── Текст для чтения ──

Неоевразийство

Идеи евразийства, во многом утопические и в чем-то дискредитировавшие себя, казалось бы, ставшие достоянием истории, получили после распада СССР второе рождение в так называемом неоевразийстве. Сам факт стремительного разрушения громадного централизованного государства, в результате которого единая территория многовековой империи, как указывалось выше, оказалась как бы разорванной на множество фрагментов, причем не только по линиям государственных границ, но и на этнонациональные, региональные, конфессиональные и иные составляющие, породил новые споры и дискуссии о судьбах и перспективах России.

Среди авторов, уделяющих преимущественное внимание фактору месторасположения государства, отнюдь не наблюдается единства. Часть из них пытается строить геополитический анализ положения России в современном мире на путях органического сочетания территориально-географического аспекта с культурно-историческими, этнонациональными, конфессиональными и иными аспектами.

В этом направлении особенно интересными представляются изыскания Б. С. Брасова, А. С. Панарина, Э. А. Позднякова, для которых характерна ориентация на дальнейшее развитие отдельных идей, выдвигавшихся в свое время II. Я. Данилевским и евразийцами, – разумеется, с учетом современных реальностей.

Охотно и нс особенно разборчиво идеи традиционной геополитики применительно к статусу и роли России в современном мире используются представителями так называемого патриотического, или националистического, направления. Из их рассуждений можно сделать вывод, что сам факт обладания огромными территориями будто бы дает право тому или иному государству доминировать над соседними регионами и странами. На основе своеобразного симбиоза территориально-географических построений традиционных геополитиков с не всегда адекватно понятыми воззрениями российских евразийцев предпринимаются попытки выдвижения разного рода псевдогеополитических построений. Здесь гипертрофированное внимание уделяется территориально-пространственному фактору, густо замешенному на географическом детерминизме.

По мнению неоевразийцев, контроль над Евразией, этим последним оплотом традиционализма, – мистическое предназначение, геополитический императив России. При этом склонность к сакрализации географии и территориальному мистицизму зачастую идет рука об руку с разного рода сверхполитизированными и идеологизированными выкладками великодержавного, конспирологического или иного характера. Зачастую под маской классических геополитических построений скрываются вольные фантазии на тему пространства, политики и истории. Предлагается, в сущности, неоимперская перспектива России. Во множестве работ, которые вряд ли можно отнести к числу научных и заслуживающих внимания, эти идеологи от геополитики пытаются обосновать внешнеполитические позиции тех сил, которые выступают, по сути дела, за реванш, т.е. за восстановление либо СССР, либо границ Российской империи до 1917 г., либо за какой-либо иной, не менее экзотический сценарий.

Это касается, например, идеи соборности, согласно которой каждый отдельно взятый индивид, каждая группа, слой, класс рассматривается как неразрывная часть целого. Самоотречение и служение, доходящие до самопожертвования во имя общего дела, возводятся в ранг высшей добродетели, якобы составляющей отличительную особенность России. Утверждается, что России будто бы изначально присуще единство "верхов" и "низов", власти и народа, идеалов и интересов. Однако непредвзятый анализ истории России не дает оснований, подтверждающих столь идиллическое ее видение, и тем более оно не соответствует нынешним реалиям.

───
── Строки ──

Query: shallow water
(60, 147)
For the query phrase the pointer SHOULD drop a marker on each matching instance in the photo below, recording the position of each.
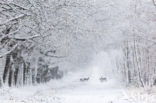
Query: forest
(52, 42)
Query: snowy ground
(65, 92)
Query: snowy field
(74, 92)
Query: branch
(8, 52)
(154, 3)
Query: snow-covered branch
(8, 52)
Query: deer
(103, 79)
(84, 79)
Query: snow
(69, 91)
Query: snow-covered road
(76, 92)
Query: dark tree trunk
(7, 67)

───

Требования:
Верни без изменений отрывок из текста о неоевразийстве: начни со слов, где есть «Неоевразийство», и остановись после «и перспективах России.».

Образец ответа:
Неоевразийство

Идеи евразийства, во многом утопические и в чем-то дискредитировавшие себя, казалось бы, ставшие достоянием истории, получили после распада СССР второе рождение в так называемом неоевразийстве. Сам факт стремительного разрушения громадного централизованного государства, в результате которого единая территория многовековой империи, как указывалось выше, оказалась как бы разорванной на множество фрагментов, причем не только по линиям государственных границ, но и на этнонациональные, региональные, конфессиональные и иные составляющие, породил новые споры и дискуссии о судьбах и перспективах России.